**THE PROBLEM**.
Write out, exactly as they appear, only the lines running from the line with "Annotation task — pin every instance of the green grass" to the final line of the listing; include both.

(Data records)
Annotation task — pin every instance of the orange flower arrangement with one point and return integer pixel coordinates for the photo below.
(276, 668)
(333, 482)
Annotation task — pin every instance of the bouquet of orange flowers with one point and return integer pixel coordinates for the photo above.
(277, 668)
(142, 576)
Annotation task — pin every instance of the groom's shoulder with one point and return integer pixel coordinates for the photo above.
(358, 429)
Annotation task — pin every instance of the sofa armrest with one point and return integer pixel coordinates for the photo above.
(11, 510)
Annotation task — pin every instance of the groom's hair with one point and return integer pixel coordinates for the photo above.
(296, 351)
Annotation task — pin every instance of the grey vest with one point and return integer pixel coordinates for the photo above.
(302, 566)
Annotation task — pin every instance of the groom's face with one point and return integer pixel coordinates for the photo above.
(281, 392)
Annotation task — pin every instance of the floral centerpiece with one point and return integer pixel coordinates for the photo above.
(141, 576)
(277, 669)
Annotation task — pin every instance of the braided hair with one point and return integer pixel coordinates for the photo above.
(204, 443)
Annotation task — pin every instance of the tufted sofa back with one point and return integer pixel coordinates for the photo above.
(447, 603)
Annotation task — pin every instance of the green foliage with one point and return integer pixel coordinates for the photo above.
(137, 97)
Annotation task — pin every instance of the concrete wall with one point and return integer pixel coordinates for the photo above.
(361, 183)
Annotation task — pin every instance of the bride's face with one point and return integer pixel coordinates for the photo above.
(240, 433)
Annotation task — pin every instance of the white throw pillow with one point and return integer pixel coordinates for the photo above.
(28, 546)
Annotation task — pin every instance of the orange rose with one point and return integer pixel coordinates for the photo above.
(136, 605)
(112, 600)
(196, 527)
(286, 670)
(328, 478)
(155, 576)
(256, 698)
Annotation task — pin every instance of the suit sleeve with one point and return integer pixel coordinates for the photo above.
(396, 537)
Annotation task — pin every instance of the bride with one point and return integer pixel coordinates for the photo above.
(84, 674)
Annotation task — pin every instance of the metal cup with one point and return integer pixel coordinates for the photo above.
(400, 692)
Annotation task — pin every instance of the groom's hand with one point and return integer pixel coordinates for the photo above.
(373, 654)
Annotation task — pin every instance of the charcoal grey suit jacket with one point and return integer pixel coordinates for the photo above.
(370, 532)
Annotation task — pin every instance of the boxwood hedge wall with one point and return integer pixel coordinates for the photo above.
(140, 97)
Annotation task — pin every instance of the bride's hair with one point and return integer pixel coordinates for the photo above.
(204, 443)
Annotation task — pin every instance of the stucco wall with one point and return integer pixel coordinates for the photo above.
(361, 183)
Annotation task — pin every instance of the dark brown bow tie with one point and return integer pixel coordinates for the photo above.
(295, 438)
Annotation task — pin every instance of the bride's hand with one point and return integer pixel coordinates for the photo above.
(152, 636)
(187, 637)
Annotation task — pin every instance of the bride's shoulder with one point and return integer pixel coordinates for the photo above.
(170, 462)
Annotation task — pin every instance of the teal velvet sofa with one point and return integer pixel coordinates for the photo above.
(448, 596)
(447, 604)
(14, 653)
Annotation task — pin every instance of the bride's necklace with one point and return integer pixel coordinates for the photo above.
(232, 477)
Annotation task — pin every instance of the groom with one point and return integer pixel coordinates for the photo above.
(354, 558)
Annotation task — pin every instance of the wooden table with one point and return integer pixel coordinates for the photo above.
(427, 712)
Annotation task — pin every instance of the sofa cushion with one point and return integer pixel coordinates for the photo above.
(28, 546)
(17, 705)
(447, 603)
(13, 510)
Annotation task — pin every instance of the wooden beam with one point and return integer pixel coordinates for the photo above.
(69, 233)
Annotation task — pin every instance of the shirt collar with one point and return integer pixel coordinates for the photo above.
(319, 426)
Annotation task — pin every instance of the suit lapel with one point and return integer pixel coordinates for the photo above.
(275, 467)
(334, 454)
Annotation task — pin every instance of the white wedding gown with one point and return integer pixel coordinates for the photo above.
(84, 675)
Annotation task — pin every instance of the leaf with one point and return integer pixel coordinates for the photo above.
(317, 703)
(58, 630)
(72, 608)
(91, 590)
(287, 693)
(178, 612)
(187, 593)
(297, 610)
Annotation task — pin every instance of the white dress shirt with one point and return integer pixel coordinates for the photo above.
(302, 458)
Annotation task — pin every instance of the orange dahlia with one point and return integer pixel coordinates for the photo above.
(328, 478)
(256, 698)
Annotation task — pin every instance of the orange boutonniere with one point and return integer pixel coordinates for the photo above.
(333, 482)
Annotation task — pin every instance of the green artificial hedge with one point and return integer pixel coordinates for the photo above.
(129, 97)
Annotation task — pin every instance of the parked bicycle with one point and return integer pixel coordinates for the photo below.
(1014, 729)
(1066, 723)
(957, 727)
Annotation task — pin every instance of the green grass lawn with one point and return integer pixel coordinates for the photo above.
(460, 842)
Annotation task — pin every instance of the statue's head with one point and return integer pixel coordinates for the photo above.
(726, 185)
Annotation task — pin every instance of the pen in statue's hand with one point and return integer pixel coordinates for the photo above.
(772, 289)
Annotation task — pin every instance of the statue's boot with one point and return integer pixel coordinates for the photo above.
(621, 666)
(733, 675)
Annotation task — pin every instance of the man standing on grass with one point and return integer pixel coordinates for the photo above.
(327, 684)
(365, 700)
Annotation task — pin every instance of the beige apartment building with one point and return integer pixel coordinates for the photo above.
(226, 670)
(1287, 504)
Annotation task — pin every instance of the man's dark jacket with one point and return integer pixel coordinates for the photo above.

**OUTPUT OF THE EXERCISE**.
Annotation task — pin every instance of the green grass lawn with one point and return integer pixel coordinates for the photo above.
(460, 842)
Annotation task — pin every instance of the statue's head with one point and return integer pixel coordinates for the photo above.
(726, 185)
Annotation task — pin every instance of the pen in statue's hand with one point and return integer pixel coordinates for the photo above.
(772, 289)
Annotation task — pin every instance of the statue's boot with one point and return integer pixel coordinates for the photo above.
(621, 666)
(733, 675)
Annotation task — pin every instance of the man standing on grass with one point and return integer pixel coordinates for the photo above.
(327, 684)
(365, 700)
Annotation task — pin every instance of the beige apartment building with one point and return integer pixel coordinates for the photo above.
(226, 670)
(1287, 504)
Annotation task — pin every instance of the man's dark jacket with one point and return integer pixel coordinates for the photo above.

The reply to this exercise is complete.